From the rows below, pick out and copy each line that contains the word "swell".

Data to process -
____

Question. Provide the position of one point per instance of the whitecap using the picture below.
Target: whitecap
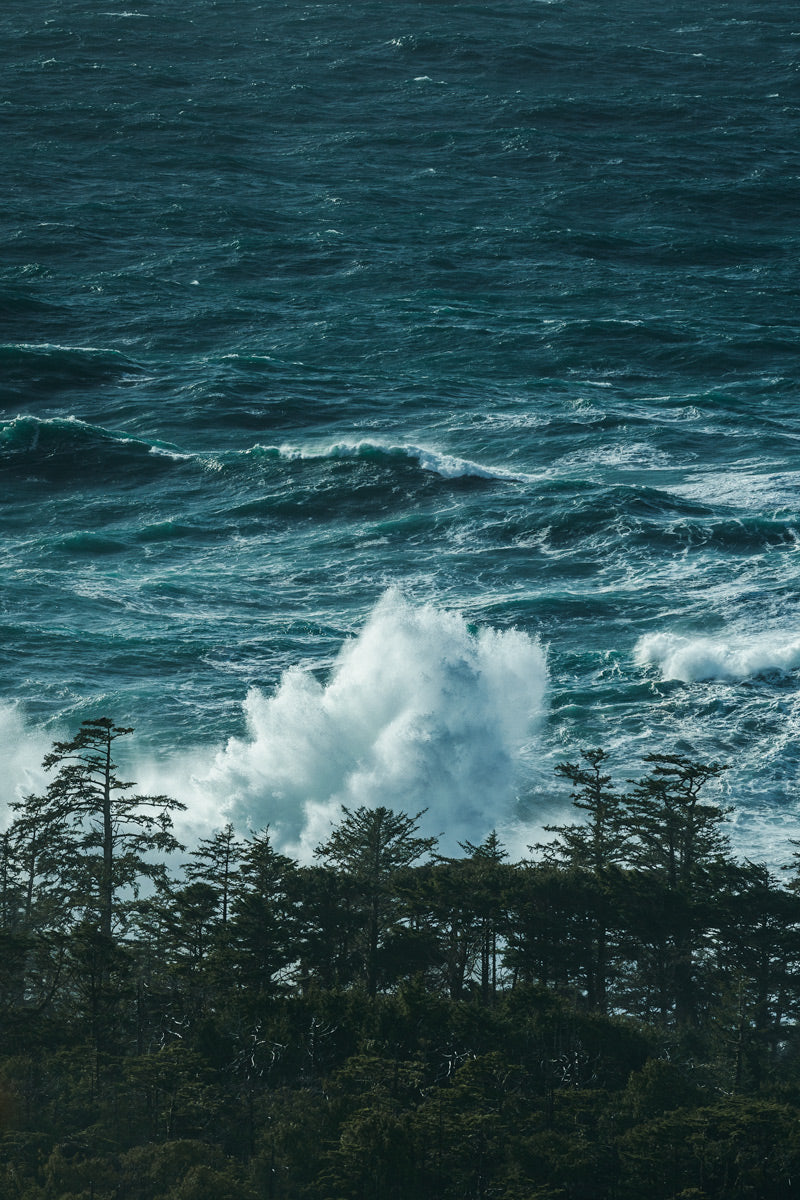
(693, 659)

____

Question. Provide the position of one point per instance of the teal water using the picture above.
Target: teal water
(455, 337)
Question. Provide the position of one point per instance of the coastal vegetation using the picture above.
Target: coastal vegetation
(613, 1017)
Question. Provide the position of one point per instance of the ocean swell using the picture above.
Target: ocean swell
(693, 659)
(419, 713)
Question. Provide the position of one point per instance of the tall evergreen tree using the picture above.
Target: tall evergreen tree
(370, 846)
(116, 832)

____

Output of the task -
Question. Provide the position of one point per instance of the ocean swell using the picture above.
Target: ocean swell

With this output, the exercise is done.